----- 読解文

母乳バンクにおける母乳搾乳キット洗浄の 2 法の比較★★

2019.10.15

Comparison of two methods for cleaning breast pump milk collection kits in human milk banks


B. Flores-Antón*, J. Martín-Cornejo, M.A. Morante-Santana, N.R. García-Lara, G. Sierra-Colomina, J. De la Cruz-Bértolo, C. Martín-Arriscado-Arroba, D. Escuder-Vieco, M. Soriano-Ramos, F. Chaves, C.R. Pallás-Alonso
*Hospital Universitario 12 de Octubre, Spain
Journal of Hospital Infection (2019) 103, 217-222
背景
母乳搾乳キットの適切な汚染除去は、乳児にとって安全な母乳を確保するためにも、またドナーの母乳の廃棄を避けるためにも不可欠である。
目的
母乳搾乳キットの汚染除去の 2 つの方法を評価すること。英国国立医療技術評価機構(NICE)による低温殺菌処理前の培養基準に従って培養検査を行うとともに、廃棄されたドナー母乳の割合を算出した。
方法
前向き比較研究で、割り付け比率を 1:1とし、微生物学者を盲検化した。
参加者
マドリードの母乳バンクにおける新規ドナー 47 人。
介入
研究対象群(N = 21):使用後に水と洗浄剤で洗浄し、さらにマイクロ波殺菌バッグ内で蒸気による汚染除去を行った母乳搾乳キット。対照群(N = 26):洗浄、すすぎ、および乾燥のみ。ドナーあたり5 個のサンプルを採取:手の搾乳による初回サンプルと、それ以降は同じ搾乳ポンプと方法を用いた 4 個のサンプル(週 1 回)。

----------

→ **課題内容**: 母乳搾乳キットの洗浄法を比較した抄録を、最後の文の後から書き継いでください。 このデータは使用しません。

----- 提供データ

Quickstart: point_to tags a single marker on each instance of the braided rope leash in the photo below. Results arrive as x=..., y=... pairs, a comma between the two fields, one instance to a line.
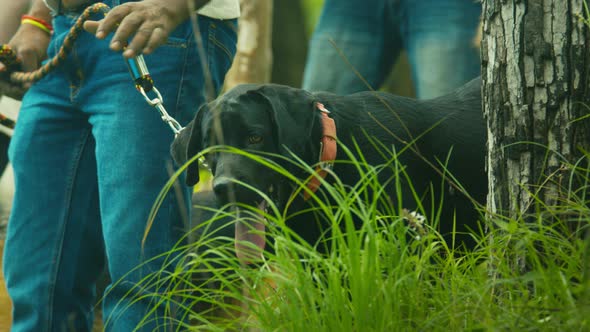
x=9, y=57
x=136, y=65
x=65, y=49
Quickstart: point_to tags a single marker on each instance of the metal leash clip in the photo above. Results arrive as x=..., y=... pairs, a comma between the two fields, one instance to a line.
x=145, y=84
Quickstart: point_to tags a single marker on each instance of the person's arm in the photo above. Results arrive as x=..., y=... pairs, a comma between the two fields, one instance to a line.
x=10, y=15
x=148, y=23
x=30, y=44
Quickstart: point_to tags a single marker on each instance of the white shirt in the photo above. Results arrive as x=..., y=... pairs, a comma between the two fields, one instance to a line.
x=221, y=9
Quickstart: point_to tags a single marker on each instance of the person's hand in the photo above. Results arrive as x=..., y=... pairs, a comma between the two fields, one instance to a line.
x=30, y=45
x=148, y=23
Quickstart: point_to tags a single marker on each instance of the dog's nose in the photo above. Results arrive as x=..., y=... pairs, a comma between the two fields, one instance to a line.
x=224, y=189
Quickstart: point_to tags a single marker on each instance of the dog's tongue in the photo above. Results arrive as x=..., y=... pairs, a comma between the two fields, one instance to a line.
x=252, y=231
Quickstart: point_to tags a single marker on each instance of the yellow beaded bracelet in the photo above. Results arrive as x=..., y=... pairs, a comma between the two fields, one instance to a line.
x=37, y=24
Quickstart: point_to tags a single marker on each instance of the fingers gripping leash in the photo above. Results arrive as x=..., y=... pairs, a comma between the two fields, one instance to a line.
x=137, y=67
x=145, y=84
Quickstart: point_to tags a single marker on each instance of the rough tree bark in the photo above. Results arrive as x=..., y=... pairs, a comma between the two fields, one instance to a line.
x=536, y=79
x=253, y=60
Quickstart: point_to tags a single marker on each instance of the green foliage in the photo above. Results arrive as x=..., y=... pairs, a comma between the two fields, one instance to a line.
x=394, y=274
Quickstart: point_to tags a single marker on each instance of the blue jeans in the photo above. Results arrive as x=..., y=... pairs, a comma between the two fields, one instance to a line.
x=90, y=157
x=369, y=35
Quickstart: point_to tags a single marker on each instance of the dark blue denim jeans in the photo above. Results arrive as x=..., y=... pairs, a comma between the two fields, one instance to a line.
x=90, y=157
x=369, y=35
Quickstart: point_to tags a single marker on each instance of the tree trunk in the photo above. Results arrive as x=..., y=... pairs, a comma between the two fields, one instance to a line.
x=253, y=60
x=536, y=62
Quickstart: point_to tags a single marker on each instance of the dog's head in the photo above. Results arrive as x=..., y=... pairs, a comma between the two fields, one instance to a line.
x=257, y=118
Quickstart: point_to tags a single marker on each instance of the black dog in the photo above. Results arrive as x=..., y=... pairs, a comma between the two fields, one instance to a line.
x=281, y=120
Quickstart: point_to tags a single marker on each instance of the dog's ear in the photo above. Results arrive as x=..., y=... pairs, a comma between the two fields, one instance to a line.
x=293, y=115
x=187, y=144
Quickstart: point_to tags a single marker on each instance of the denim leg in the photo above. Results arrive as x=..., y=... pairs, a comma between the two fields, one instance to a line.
x=438, y=35
x=49, y=259
x=87, y=145
x=366, y=40
x=134, y=164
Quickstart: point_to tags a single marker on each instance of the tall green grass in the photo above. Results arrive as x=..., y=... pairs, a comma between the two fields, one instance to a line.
x=394, y=274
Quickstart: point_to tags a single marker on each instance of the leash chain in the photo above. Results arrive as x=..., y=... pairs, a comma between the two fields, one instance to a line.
x=145, y=84
x=136, y=65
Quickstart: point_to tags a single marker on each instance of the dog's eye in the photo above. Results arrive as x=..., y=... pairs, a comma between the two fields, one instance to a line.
x=254, y=139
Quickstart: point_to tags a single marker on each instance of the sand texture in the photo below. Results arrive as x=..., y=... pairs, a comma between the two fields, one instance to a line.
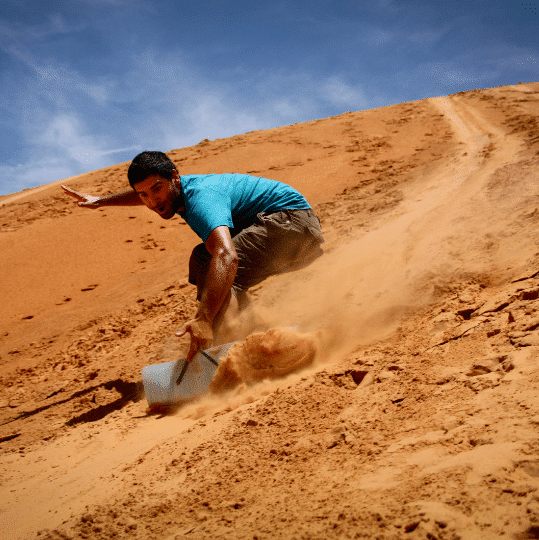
x=417, y=419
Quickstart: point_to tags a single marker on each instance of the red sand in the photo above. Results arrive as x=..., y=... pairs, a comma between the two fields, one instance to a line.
x=420, y=417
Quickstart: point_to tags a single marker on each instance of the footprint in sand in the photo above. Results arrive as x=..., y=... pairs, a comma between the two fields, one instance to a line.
x=90, y=287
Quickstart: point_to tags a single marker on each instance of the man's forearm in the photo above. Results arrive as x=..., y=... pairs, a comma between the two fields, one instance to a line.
x=126, y=197
x=219, y=279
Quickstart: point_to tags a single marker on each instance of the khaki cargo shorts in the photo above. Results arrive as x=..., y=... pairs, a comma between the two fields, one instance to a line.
x=276, y=243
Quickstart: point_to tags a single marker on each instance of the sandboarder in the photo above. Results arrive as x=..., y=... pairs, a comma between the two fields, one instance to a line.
x=251, y=228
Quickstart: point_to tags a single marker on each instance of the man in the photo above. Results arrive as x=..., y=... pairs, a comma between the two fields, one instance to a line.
x=251, y=228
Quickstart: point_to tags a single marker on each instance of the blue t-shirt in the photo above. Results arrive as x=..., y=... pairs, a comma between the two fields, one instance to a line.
x=234, y=200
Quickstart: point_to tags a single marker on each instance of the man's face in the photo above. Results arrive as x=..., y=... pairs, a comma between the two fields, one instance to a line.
x=159, y=195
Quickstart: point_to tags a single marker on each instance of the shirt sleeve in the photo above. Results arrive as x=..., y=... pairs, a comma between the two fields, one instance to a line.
x=210, y=210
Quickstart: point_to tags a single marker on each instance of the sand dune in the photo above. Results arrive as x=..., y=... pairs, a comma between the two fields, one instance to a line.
x=418, y=418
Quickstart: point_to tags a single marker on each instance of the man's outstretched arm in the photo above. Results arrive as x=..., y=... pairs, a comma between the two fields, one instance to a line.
x=126, y=197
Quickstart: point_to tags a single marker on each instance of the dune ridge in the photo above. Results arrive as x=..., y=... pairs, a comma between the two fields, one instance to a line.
x=417, y=419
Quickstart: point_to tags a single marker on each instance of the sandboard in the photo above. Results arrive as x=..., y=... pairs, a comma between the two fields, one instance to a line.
x=173, y=382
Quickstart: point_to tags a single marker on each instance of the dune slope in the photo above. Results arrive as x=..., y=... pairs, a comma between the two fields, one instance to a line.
x=419, y=416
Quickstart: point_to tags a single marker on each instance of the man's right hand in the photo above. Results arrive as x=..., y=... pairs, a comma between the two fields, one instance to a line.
x=86, y=201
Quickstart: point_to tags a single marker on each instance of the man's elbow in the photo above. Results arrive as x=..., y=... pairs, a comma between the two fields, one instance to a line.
x=229, y=260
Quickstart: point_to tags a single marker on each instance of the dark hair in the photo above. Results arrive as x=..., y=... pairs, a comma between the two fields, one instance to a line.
x=148, y=163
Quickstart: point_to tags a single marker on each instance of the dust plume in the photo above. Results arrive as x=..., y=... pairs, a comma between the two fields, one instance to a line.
x=265, y=355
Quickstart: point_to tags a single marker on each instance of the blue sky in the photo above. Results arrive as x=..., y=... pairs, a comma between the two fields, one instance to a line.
x=89, y=83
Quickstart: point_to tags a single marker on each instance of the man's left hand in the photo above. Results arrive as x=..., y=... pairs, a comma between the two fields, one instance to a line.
x=201, y=335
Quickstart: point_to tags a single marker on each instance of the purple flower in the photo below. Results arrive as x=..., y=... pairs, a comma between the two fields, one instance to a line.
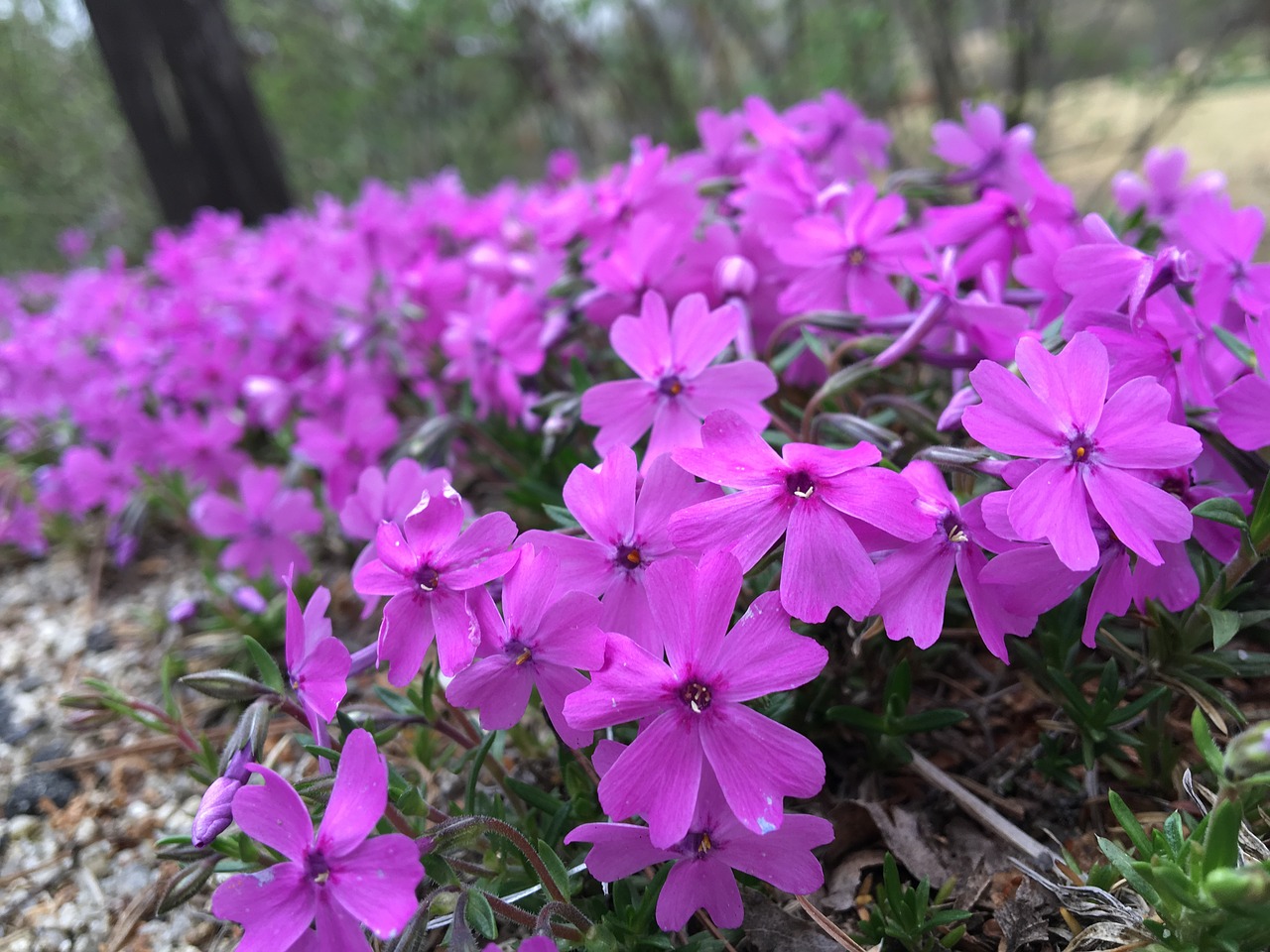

----------

→ **解答**:
転帰
プライマリーアウトカム:汚染が原因で廃棄されたドナー母乳の割合。セカンダリーアウトカム:手による搾乳と搾乳ポンプにより得られたサンプル中の細菌叢の比較。
結果
合計で 217 の母乳サンプルが収集され、47 は手による搾乳、170 はポンプ搾乳(78 は研究対照群)であった。洗浄後にマイクロ波殺菌バッグで蒸気による汚染除去を行った母乳搾乳キットでは、洗浄のみで蒸気による汚染除去を行わなかった母乳搾乳キットと比べて、廃棄されたドナー母乳の割合が低く(1.3%対 18.5%、P < 0.001)、腸内細菌科細菌(1.3%対 22.8%、P < 0.001)およびカンジダ(Candida)属菌(1.3%対 14.1%、P < 0.05)によって汚染されたサンプルの割合が低かった。蒸気による汚染除去を行った母乳搾乳キットによるサンプルと、手による搾乳によるサンプルの間では、細菌汚染に差は認められなかった。
結論
洗浄後にマイクロ波殺菌バッグで蒸気による汚染除去を行った母乳搾乳キットを使用すると、廃棄に至るドナー母乳の量と、病原性のある細菌が含まれるサンプルの数を少なくできる。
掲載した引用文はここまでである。